==== Given records
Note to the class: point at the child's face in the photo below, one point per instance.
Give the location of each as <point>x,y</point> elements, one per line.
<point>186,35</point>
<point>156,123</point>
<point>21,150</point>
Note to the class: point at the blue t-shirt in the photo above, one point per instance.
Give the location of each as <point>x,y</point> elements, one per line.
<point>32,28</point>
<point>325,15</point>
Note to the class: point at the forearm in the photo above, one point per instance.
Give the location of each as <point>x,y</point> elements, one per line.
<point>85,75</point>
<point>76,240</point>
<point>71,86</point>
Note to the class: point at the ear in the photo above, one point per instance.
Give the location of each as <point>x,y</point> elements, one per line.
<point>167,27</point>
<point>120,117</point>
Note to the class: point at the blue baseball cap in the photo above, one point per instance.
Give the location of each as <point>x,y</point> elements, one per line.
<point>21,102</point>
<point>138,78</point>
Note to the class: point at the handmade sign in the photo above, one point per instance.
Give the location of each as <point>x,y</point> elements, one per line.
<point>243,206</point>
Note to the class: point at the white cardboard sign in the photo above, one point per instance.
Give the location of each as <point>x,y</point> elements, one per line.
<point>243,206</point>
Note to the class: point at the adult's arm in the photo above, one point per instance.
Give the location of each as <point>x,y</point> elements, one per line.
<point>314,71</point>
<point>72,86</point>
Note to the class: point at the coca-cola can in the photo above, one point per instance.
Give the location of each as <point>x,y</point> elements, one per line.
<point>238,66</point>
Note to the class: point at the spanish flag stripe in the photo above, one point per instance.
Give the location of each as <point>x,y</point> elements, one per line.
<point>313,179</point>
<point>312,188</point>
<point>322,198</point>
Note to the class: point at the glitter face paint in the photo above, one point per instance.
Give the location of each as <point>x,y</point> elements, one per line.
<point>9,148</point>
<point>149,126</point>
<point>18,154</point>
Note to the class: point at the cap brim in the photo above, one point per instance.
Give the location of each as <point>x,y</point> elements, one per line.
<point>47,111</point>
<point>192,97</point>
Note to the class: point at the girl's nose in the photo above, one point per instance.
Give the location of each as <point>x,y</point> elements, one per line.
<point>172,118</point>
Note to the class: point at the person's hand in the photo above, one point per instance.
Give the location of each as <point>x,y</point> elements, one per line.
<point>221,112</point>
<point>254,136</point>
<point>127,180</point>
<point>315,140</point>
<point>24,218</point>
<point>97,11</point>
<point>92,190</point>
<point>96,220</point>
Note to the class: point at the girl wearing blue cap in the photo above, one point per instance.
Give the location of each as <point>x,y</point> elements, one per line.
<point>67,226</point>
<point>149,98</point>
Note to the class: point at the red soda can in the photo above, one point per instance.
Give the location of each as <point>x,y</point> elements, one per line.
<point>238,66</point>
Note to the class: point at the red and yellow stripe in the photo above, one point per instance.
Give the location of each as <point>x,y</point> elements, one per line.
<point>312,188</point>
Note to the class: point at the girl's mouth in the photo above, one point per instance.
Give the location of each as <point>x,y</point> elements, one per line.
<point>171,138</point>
========
Directions for this task ::
All lines in the data above from the one with "Note to the class: point at the blue baseball" through the one with "Note to the class: point at the handmade" must be repeated exactly, and no others.

Output ::
Note to the class: point at the blue baseball cap in the photo above, one point per instance.
Give the location of each as <point>x,y</point> elements, one per line.
<point>21,102</point>
<point>138,78</point>
Note to the class: point at the handmade sign in the photo above, one point per instance.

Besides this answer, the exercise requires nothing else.